- [TASK STATEMENT]: Please copy the data below word for word, starting with the line that contains "Localize hedge. Express" and continuing through the line that contains "xmin=351 ymin=370 xmax=386 ymax=526", with both of those lines included.

- [ROWS]:
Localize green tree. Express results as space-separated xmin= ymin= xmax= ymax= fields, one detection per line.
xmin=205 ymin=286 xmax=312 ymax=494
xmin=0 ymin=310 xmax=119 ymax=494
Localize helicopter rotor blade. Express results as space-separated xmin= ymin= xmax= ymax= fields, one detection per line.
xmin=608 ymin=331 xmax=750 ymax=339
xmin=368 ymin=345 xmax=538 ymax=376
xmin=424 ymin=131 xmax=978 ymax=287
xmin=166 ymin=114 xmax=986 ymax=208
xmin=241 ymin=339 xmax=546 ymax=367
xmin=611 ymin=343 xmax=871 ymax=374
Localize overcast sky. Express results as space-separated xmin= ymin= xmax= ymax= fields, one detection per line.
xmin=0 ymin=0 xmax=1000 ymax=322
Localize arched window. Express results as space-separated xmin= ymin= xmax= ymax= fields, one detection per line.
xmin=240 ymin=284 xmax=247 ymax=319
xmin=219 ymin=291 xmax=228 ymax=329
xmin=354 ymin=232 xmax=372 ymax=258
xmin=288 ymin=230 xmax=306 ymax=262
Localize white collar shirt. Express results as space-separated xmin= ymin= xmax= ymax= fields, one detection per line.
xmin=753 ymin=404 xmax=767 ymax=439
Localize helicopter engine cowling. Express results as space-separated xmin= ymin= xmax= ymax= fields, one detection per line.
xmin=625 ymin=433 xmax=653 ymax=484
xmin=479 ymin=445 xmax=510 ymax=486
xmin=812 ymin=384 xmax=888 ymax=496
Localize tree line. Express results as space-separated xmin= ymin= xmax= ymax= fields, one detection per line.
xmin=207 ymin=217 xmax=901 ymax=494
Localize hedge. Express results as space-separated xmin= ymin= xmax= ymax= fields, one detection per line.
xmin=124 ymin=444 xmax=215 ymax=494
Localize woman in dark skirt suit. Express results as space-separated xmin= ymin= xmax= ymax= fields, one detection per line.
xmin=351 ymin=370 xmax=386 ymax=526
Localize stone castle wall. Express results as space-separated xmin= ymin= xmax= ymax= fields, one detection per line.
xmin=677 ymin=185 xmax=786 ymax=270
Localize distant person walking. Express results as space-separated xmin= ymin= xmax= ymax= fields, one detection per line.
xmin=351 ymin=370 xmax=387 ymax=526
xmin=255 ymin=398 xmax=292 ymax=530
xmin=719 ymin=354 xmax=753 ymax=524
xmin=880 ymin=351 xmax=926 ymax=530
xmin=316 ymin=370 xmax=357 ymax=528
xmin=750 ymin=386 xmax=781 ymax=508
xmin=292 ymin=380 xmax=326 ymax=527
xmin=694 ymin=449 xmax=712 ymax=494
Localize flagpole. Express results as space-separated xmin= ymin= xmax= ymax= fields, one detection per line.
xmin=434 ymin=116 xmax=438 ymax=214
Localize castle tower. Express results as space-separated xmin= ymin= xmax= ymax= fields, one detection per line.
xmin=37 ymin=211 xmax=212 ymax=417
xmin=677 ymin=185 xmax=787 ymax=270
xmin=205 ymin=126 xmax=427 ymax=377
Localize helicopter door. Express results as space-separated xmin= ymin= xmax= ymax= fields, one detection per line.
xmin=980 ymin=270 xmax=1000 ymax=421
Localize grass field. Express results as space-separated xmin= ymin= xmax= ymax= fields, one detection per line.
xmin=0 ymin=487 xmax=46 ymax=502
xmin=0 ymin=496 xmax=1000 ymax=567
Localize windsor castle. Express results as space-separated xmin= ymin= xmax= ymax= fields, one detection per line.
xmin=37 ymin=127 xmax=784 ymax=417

- [RESULT FOR THIS TASK]:
Localize hedge. Express results as space-separated xmin= ymin= xmax= ymax= fields, one detection per line.
xmin=124 ymin=444 xmax=215 ymax=494
Localize woman in dark skirt suit. Express results as space-separated xmin= ymin= xmax= ymax= fields, one detection per line.
xmin=351 ymin=370 xmax=386 ymax=526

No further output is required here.